Task to carry out
In the listing below, starting at the line with "find the curving footpath" and ending at the last line of the listing, write those lines out again with "shrub" swapped for "hedge" and nothing else changed.

— start Dataset content —

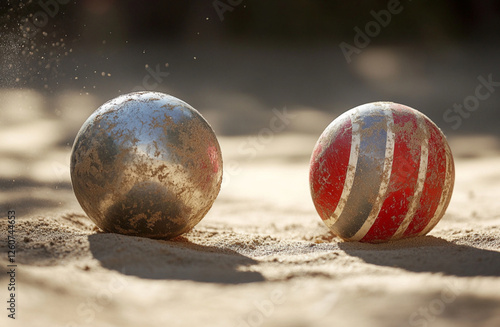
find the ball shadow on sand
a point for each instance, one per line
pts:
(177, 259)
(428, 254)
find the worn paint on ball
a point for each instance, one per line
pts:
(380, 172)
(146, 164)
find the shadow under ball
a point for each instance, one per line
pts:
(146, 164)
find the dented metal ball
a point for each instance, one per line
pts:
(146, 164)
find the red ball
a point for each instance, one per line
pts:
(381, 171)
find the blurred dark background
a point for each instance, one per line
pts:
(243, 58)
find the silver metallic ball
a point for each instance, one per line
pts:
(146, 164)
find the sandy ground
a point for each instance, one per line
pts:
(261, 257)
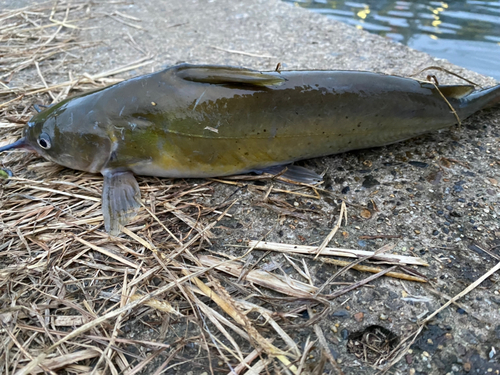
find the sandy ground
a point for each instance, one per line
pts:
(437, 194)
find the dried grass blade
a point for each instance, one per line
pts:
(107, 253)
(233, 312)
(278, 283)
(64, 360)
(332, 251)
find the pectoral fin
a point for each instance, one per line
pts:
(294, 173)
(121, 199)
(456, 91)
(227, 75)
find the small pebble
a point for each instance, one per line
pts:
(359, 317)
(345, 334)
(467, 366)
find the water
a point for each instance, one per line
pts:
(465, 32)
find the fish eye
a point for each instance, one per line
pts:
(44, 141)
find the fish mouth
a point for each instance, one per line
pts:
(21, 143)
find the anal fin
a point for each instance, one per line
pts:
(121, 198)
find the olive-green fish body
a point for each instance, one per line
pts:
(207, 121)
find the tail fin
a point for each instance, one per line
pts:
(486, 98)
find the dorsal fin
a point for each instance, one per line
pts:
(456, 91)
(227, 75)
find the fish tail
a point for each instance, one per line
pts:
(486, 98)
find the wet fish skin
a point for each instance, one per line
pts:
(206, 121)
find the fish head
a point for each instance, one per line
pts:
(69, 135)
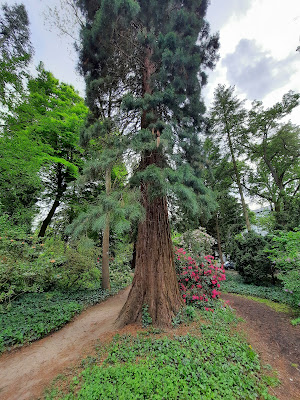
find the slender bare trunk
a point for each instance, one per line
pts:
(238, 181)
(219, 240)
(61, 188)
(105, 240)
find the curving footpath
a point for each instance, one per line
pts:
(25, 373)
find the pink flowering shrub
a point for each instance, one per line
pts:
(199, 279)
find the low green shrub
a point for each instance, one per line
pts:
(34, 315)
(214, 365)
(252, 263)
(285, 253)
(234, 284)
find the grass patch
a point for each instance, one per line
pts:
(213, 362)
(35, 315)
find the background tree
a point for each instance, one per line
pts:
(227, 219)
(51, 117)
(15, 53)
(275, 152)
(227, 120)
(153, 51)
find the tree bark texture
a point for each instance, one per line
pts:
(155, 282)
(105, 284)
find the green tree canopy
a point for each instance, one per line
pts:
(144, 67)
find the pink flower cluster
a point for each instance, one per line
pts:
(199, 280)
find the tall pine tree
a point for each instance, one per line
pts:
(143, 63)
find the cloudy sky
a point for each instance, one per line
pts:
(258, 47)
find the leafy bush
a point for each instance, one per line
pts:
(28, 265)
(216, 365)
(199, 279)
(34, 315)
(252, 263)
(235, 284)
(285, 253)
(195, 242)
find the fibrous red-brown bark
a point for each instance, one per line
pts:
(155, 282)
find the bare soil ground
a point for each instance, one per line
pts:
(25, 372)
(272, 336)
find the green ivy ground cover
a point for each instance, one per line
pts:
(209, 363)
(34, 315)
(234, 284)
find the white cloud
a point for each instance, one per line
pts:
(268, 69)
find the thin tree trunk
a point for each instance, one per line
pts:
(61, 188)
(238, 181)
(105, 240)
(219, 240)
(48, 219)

— end Dataset content —

Solved exercise
find the curving footpath
a point for each instance, one per line
pts:
(25, 373)
find the pink flowering hedge
a point for each instance, one per line
pts:
(199, 279)
find the low green hedge
a point for each instance, one per line
pts:
(34, 315)
(214, 365)
(252, 263)
(285, 253)
(234, 284)
find the grass patch
a point for each instance, one per line
pts:
(213, 362)
(35, 315)
find the background tree
a point for each instance, one per line
pts:
(227, 219)
(51, 117)
(15, 53)
(275, 152)
(227, 120)
(153, 51)
find the tree bark texture
a point for each instance, one per line
pts:
(155, 282)
(105, 284)
find the green tree canopy
a point for each instance, one per line
pts:
(144, 67)
find the pink flower cluster
a point for each instance, one per line
pts:
(199, 280)
find the tall pine tree
a point for each instance, one per line
pts:
(143, 63)
find the cloudy sky
a point for each instance, one per line
pts:
(258, 47)
find the leafy bush
a point for each instance, one per line
pts:
(28, 265)
(216, 365)
(199, 279)
(34, 315)
(252, 263)
(235, 284)
(285, 253)
(195, 242)
find the fibrous red-brown bark
a point for each instance, one per line
pts:
(155, 282)
find the bare soil ground
a point for each instance, one per line
pts:
(25, 372)
(272, 336)
find the green ivy ground cover
a point for each instance, one per line
pts:
(209, 363)
(34, 315)
(234, 284)
find the white cloud
a point for each instance, one per line
pts:
(268, 69)
find the thin tree trunk
a point for each instance, one per line
pts:
(61, 188)
(238, 181)
(105, 240)
(219, 240)
(48, 219)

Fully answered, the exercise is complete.